TEXTE FOURNI:
UN PROGRAMME DE VIE INDIVIDUELLE ET COLLECTIVE

IV
Lire Romains XIII, 1 à 7.

Nous sommes ici en présence des devoirs du chrétien vis-à-vis de l'État, du gouvernement, des autorités. C'est donc du chrétien citoyen que nous allons parler. Le sujet ne manque ni d'intérêt ni d'actualité. On ne peut lui reprocher de ne pas répondre aux préoccupations de notre temps.

Une remarque essentielle s'impose à nous dès le début. Ce n'est pas l'idée des nationalités, et par conséquent, pas celle de patriotisme, qui ressort de ce que nous venons de lire, mais bien celle de l'organisation sociale et des devoirs qui incombent à l'enfant de Dieu, au sujet et au serviteur du Roi des rois envers cette organisation. Il y a quelque chose de plus important et de plus élevé que le patriotisme ; et aujourd'hui plus que jamais, nous avons besoin qu'on nous le redise, et qu'on nous rappelle à cet égard à l'ordre voulu de Dieu. Chose curieuse et triste à constater : à mesure que les relations internationales se multiplient par les voyages, par les échanges commerciaux et par les congrès sur toutes les questions imaginables, le nationalisme s'exaspère ; l'impérialisme, c'est-à-dire la soif de dominer et de régenter l'univers, tourmente toutes les grandes nations, y compris celles desquelles on l'aurait le moins attendu : le pangermanisme, le panslavisme, le panaméricanisme sont nés de nos jours et fleurissent. Peut-être est-ce le besoin instinctif de se défendre contre l'envahissement du cosmopolitisme, de l'universalisme. On veut être allemand, anglais, français ou suisse d'abord ; homme ensuite, s'il reste du temps, des capacités ou des forces. Le patriotisme exagéré (il y a un amour légitime du pays natal, nous ne le méconnaissons pas), passé à l'état de chauvinisme, nous fait méconnaître, oublier ou négliger la société, l'humanité, et nos devoirs vis-à-vis d'elle. Combien opportun est l'enseignement de Paul ! L'apôtre énonce deux principes fondamentaux.

LISTE FOURNIE:
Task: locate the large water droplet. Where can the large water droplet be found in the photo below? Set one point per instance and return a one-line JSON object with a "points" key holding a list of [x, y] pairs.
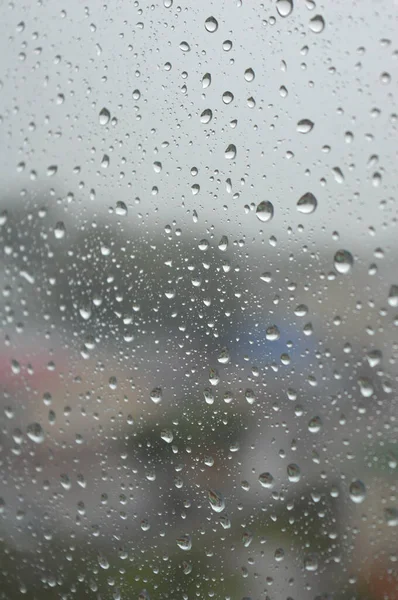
{"points": [[230, 152], [357, 491], [317, 24], [35, 433], [284, 7], [343, 261], [307, 203], [184, 542], [211, 24], [216, 500], [305, 126], [104, 116], [265, 211]]}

TRAVAIL À FAIRE:
(a) Recopiez sans rien changer le passage du texte sur le chrétien citoyen qui va de « UN PROGRAMME DE » jusqu'à « de notre temps. » inclus.
(b) D'après le texte sur le chrétien citoyen, quels mouvements sont nés de nos jours et fleurissent ?
(c) Rédigez la suite du texte sur le chrétien citoyen, en commençant après sa dernière phrase.
La liste provient d'une autre source que le texte.

RÉPONSES ATTENDUES:
(a)
UN PROGRAMME DE VIE INDIVIDUELLE ET COLLECTIVE

IV
Lire Romains XIII, 1 à 7.

Nous sommes ici en présence des devoirs du chrétien vis-à-vis de l'État, du gouvernement, des autorités. C'est donc du chrétien citoyen que nous allons parler. Le sujet ne manque ni d'intérêt ni d'actualité. On ne peut lui reprocher de ne pas répondre aux préoccupations de notre temps.

(b) Le pangermanisme, le panslavisme et le panaméricanisme.

(c)
Les autorités, par où il faut entendre tout d'abord les positions et les fonctions plutôt que les hommes, ont été instituées par Dieu. L'anarchie n'entre pas dans la pensée divine. La société ne peut subsister que s'il existe un gouvernement, des chefs qui commandent, des magistrats qui administrent les affaires du pays et rendent la justice. Une hiérarchie des pouvoirs est indispensable. Il en est de même dans la famille, qui ne saurait se passer de chef. Si un établissement d'instruction, d'éducation ; si une industrie, un commerce ; si une église, veulent accomplir leur mission et prospérer, il faut absolument qu'il y ait des maîtres qui enseignent et des élèves qui écoutent, des patrons qui ordonnent et des employés ou ouvriers qui obéissent, des fidèles et des conducteurs, des brebis et des pasteurs. Aucune institution ne peut vivre et se développer sans un esprit de subordination et de discipline. Dieu est un Dieu d'ordre, et non de confusion. Un ordre merveilleux règne dans l'univers qui est son oeuvre. De là le nom de Kosmos, régularité, harmonie, beauté, que donnèrent les anciens à l'ensemble de la création visible.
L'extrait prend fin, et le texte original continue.